**Problem statement:**
Return the part of the vitamin D and calcium passage from "Calcium citrate: Works" to "mercury or arsenic.", copied word for word.

**Selected passage:**
◇ ◇ ◇

Since we live in the wonderful, albeit cloudy, Northwest, most of us will need some extra Vitamin D. You can get Vitamin D in one of three ways:
1) Regularly spend time in the sun with your skin exposed (not fun in a December Nor’easter).
2) Eat foods that are rich in Vitamin D (eel, herring, sardines, cod liver oil – yum!) or drink fortified milk (whole, 2% or skim) that contains 100 IU of D per 8 oz. glass. We’re talking lots of milk.
3) Take a Vitamin D supplement. Be sure to buy cholecalciferol (D3) and not ergocalciferol (D2). D3 is the more active form of Vitamin D. Personally, I think I’ll skip the eel and reach for the supplement.
The next order of business for bone health is calcium. The most recent recommended DRI (Dietary Reference Intake) for calcium is 1300 mg per day for adults. Daily recommendations vary by age range, health conditions, etc. Space doesn’t allow me to cover these variations in detail; feel free to stop by the pharmacy with any questions you may have.
Dietary Calcium: there are many good sources. Consider milk (approx. 300 mg/serving), low-fat yogurt (340-450 mg/serving), collard greens (300-350 mg/serving), soy milk (80-300 mg/serving), cereal (up to 1000 mg/serving) or fortified fruit juice (225-300 mg/serving). Also consider supplementing with cheese, canned salmon or sardines with bones, beans, broccoli, cabbage, figs, tofu and almonds. Become a label-reader to find out the calcium content of your packaged and processed foods.
Buying calcium supplements is a bit more complicated. Here are some points to remember:
Note the serving size on the label. Not all calcium types/tablets are created equal. Look for the amount of ELEMENTAL calcium in each tablet.
There are different types of calcium (i.e. calcium carbonate, calcium citrate, oyster shell calcium, chelated calcium).
Calcium carbonate: Usually contains the most elemental calcium per tablet and is the least expensive to buy. However, it can give some folks gas or stomach-bloating problems. Additionally, since calcium carbonate requires an acid environment to dissolve, people taking a proton pump inhibitor or PPI (Prilosec®, omeprazole, pantoprazole, Aciphex®, Prevacid®) need to choose calcium citrate instead.
Calcium citrate: Works better for patients taking a PPI because it does not require an acid environment for absorption. It is also recommended for those who experience stomach upset with calcium carbonate. The downside is that people who take calcium citrate usually require more tablets every day to get the recommended amount of calcium. (Remember the mantra: “Read the label.”)
Oyster shell calcium: Avoid supplements containing unrefined oyster shell, bone meal or dolomite, since they may be tainted with toxic substances such as lead, mercury or arsenic.

◇ ◇ ◇

**Available data:**
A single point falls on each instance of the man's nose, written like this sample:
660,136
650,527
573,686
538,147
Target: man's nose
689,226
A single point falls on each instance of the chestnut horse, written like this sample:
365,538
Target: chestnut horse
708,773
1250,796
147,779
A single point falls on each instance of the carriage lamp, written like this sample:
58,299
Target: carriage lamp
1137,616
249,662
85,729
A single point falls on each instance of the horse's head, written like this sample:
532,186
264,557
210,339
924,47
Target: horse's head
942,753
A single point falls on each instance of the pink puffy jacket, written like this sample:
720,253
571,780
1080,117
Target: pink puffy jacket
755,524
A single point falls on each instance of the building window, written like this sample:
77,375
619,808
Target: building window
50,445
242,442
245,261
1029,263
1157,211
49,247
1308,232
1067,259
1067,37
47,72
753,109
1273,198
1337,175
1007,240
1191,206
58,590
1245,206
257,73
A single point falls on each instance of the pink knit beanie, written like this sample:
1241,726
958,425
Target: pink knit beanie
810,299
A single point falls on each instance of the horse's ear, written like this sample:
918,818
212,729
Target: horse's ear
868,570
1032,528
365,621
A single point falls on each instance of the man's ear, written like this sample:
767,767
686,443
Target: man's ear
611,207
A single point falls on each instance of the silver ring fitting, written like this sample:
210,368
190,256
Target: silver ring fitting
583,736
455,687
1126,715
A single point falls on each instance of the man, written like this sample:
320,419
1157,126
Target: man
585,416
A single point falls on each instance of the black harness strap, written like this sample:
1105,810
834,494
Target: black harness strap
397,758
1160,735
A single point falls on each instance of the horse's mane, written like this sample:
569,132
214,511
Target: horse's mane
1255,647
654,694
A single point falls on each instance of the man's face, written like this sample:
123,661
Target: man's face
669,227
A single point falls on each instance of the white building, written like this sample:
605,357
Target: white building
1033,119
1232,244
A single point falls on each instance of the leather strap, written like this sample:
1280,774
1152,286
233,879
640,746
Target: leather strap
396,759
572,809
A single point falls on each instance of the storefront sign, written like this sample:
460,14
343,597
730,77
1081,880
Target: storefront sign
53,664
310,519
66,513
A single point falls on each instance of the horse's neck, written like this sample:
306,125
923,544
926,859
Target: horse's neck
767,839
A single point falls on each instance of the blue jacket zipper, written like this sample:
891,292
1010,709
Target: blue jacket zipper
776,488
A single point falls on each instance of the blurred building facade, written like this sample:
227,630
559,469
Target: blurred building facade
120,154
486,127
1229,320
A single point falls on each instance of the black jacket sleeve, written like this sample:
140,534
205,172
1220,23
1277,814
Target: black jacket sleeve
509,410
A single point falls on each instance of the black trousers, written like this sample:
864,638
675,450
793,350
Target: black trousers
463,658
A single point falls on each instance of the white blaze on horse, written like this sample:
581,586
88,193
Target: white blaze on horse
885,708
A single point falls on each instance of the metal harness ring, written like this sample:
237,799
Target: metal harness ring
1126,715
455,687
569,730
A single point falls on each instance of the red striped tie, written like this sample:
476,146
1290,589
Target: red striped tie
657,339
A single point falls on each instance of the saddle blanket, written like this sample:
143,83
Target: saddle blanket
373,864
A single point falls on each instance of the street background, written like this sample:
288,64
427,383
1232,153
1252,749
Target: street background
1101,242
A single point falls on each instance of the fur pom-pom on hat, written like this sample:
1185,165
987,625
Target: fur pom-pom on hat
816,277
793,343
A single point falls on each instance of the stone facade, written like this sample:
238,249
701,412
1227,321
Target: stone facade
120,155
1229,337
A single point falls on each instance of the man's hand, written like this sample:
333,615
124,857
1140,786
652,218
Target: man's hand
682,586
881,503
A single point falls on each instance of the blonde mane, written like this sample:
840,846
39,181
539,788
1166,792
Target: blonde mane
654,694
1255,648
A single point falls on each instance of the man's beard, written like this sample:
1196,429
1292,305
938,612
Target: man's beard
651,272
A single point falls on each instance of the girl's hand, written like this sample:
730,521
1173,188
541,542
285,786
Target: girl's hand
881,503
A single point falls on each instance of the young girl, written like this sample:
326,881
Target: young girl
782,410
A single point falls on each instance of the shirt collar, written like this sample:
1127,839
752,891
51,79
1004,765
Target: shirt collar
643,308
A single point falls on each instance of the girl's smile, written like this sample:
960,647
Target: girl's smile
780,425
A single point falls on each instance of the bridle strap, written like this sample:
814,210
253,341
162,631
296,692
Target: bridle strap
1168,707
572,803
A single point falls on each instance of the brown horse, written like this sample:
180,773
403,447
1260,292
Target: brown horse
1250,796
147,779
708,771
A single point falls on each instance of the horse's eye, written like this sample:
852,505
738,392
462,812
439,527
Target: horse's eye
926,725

◇ ◇ ◇

**Task solution:**
Calcium citrate: Works better for patients taking a PPI because it does not require an acid environment for absorption. It is also recommended for those who experience stomach upset with calcium carbonate. The downside is that people who take calcium citrate usually require more tablets every day to get the recommended amount of calcium. (Remember the mantra: “Read the label.”)
Oyster shell calcium: Avoid supplements containing unrefined oyster shell, bone meal or dolomite, since they may be tainted with toxic substances such as lead, mercury or arsenic.